**Trecho do texto:**
===
Democracia está abalada, dizem historiadores

(FILES) This file photo taken on August 11, 2015 shows Brazilian President Dilma Rousseff (R) and Vice-President Michel Temer attending the launching ceremony of the Investment Program in Energy at Planalto Palace in Brasilia. On Friday 12, 2017 Temer completes the first year of his presidential term. / AFP PHOTO / EVARISTO SA

Possibilidade de queda de dois presidentes em pouco mais de um ano é sinal de fragilidade

Por Adriana Barsotti | ODS 1 • Publicada em 21 de maio de 2017 - 00:17 • Atualizada em 23 de maio de 2017 - 13:08

(FILES) This file photo taken on August 11, 2015 shows Brazilian President Dilma Rousseff (R) and Vice-President Michel Temer attending the launching ceremony of the Investment Program in Energy at Planalto Palace in Brasilia. On Friday 12, 2017 Temer completes the first year of his presidential term. / AFP PHOTO / EVARISTO SA
Michel Temer e Dilma Rousseff, em cerimônia no Palácio do Planalto, em 11 de agosto de 2015. Foto de Evaristo Sá/AFP
Michel Temer e Dilma Rousseff, em cerimônia no Palácio do Planalto, em 11 de agosto de 2015. Foto de Evaristo Sá/AFP

A democracia brasileira está sensivelmente abalada, mas não há motivos para temermos um novo golpe. Não que as instituições estejam fortes, e sim porque os militares perderam o apetite pelo poder. É a conclusão a que chegaram historiadores ouvidos pelo #Colabora sobre o cenário político atual, com a possibilidade de queda de um segundo presidente – Michel Temer – em pouco mais de um ano. Na última quinta-feira (18/5), Temer passou a ser investigado pelo Supremo Tribunal Federal (STF) pela denúncia de que teria dado o aval à compra do silêncio do ex-deputado Eduardo Cunha (PMDB-RJ) na prisão para evitar denúncias contra o governo. Temer foi gravado por Joesley Batista, um dos sócios do frigorífico JBS.
===
**Dados disponíveis:**
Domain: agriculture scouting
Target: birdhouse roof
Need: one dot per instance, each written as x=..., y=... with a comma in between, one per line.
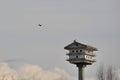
===
**Instruções de trabalho:**
• A. Segundo a matéria sobre a democracia brasileira, quem gravou Michel Temer?
• B. Prossiga a matéria sobre a democracia brasileira a partir da última frase apresentada.

**Respostas em ordem:**
• A. Joesley Batista, um dos sócios do frigorífico JBS.

• B.
Temos um governo condenado a tocar adiante uma agenda ultra-liberal antipopular; um Congresso desmoralizado pelas denúncias de corrupção e partidos políticos sem legitimidade para mediar os conflitos. O retrocesso civilizacional é enorme

A professora da Universidade Federal de Juiz de Fora (UFJF) Cláudia Viscardi alerta para o fato de as origens da crise serem anteriores ao impeachment da ex-presidente Dilma Rousseff, em 2016. “O Brasil está em convulsão há quatro anos, desde as manifestações de 2013”, observa a historiadora, autora do livro “O teatro das oligarquias” (Ed. Fino Traço, 2012). “São quase quatro anos de convulsões abruptas”, afirma. Para ela, o afastamento da ex-presidente Dilma – que não teve seus direitos políticos cassados, ressalta – , por pedaladas fiscais, teria exposto ainda mais a fragilidade da democracia de um país que vive em clima politicamente instável desde 2013.

Para Viscardi, as instituições não estariam “suficientemente consolidadas”. “Foi um desrespeito à Constituição. Dilma continuou apta a exercer o cargo”, sublinha a historiadora, que coordenará o Simpósio Temático “A história do Brasil recente: democracia e autoritarismo entre dois golpes de Estado”, no II Encontro Nacional de História Política, em João Pessoa, entre os dias 24 a 26. O título do seminário revela que, se depender dos historiadores, o impeachment de 2016 ficará registrado na História como golpe.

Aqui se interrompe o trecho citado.